Given instruction
List every case named in the passage on resulting or constructive trust, giving each one once.

Passage to read
__________________________________________________

RESULTING OR CONSTRUCTIVE TRUST

[32] Against this background the plaintiff submits that either a declaration of constructive trust in and to the home on Alward Street ought to be made in her favour, or alternately, that there be some monetary award to compensate her for the services she had performed for Mr. Statham including domestic services and maintenance and cleaning work around his house. An example of such a finding is to be found in the decision of Mr. Justice Josephson in Shepherd v. Sonnenberg 2 R.F.L. (4th) 67 where following a six year common law relationship in which the plaintiff performed household chores and made a modest contribution to the maintenance of the home and yard, his Lordship determined that the plaintiff had established the three elements necessary to establish a claim for compensation based on unjust enrichment consisting of the services performed by the plaintiff without compensation. He found that those services performed without compensation constituted a benefit to the defendant and a corresponding deprivation to the plaintiff and that there was no juristic reason for the enrichment. His Lordship found that a monetary compensation was adequate on the facts of that case.

[33] In the recent decision of Roering v. Nicholson (1998) 38 R.F.L. (4th) 51, Madam Justice Koenigsberg had occasion to deal with a ten year relationship and had occasion to deal in detail with the aspects of constructive trust cited in Peter v. Beblow to which I have already referred. After referring to the three essential ingredients founding a claim in unjust enrichment, her Ladyship said, at p. 62:

In Peter v. Beblow and the cases following it, it is most important to keep in mind that the relationship between the parties was one of significant imbalance with the husband not only a greater financial earner, but the wife forgoing a career and acquisition of assets on her own account in order to sustain the relationship and provide the spousal services demanded.
As I understand the matter, when analyzing a common law relationship for unjust enrichment leading to a remedy of a constructive trust, two circumstances are apparent:
1) the matter is fact driven; and

2) a close analysis must be undertaken of exactly what expectations were reasonably created by the conduct of the parties to a relationship when acquiring property and other assets.

At p. 63, para. 44, her Ladyship concluded:

This is not a case in which the defendant exploited the plaintiff in order to obtain spousal services, thus allowing the defendant to accumulate assets while the plaintiff expended her efforts to build and maintain a family life. . .

At para. 45 of the same page:

The parties clearly had a spousal-like relationship. They lived together sharing much of their lives for almost ten years. But in no sense, did either, intentionally or inadvertently, relinquish financial or career independence in order to maintain the relationship. . . .

[34] Her Lady ship concluded at p. 63:

To place the facts of this case within the principles of Peter v. Beblow is to advance the law from valuing spousal services when given to the detriment of the giver to simply creating property interests based on the establishment of a common law relationship. That is not my understanding of the law. Clearly then, I can find no enrichment of the defendant, nor a corresponding detriment to the plaintiff.

__________________________________________________

Point labeling dataset excerpts
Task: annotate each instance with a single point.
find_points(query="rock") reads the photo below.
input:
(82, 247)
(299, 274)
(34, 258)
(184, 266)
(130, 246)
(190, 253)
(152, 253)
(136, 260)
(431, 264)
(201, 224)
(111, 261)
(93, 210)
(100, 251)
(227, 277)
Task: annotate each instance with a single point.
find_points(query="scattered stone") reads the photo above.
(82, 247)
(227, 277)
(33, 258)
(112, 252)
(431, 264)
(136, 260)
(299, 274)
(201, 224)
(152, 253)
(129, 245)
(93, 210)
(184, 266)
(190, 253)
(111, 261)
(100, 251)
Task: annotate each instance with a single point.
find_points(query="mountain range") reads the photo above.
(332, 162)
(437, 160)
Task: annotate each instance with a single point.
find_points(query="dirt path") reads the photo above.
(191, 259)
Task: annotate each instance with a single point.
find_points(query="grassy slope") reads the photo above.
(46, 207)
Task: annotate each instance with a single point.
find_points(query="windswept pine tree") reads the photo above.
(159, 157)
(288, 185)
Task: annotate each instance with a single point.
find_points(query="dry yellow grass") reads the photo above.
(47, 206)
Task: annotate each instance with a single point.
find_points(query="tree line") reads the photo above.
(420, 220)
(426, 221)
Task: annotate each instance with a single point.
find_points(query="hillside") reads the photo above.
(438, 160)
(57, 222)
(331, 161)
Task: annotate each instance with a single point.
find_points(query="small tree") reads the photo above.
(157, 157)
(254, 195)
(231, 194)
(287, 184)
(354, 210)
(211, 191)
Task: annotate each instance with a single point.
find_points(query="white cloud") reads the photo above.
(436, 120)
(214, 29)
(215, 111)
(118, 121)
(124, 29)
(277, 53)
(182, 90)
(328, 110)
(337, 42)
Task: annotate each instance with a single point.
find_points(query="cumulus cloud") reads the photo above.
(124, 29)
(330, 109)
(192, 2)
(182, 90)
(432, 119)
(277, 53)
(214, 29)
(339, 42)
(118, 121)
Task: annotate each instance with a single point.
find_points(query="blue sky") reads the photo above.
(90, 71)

__________________________________________________

Solution for this exercise
Shepherd v. Sonnenberg
Roering v. Nicholson
Peter v. Beblow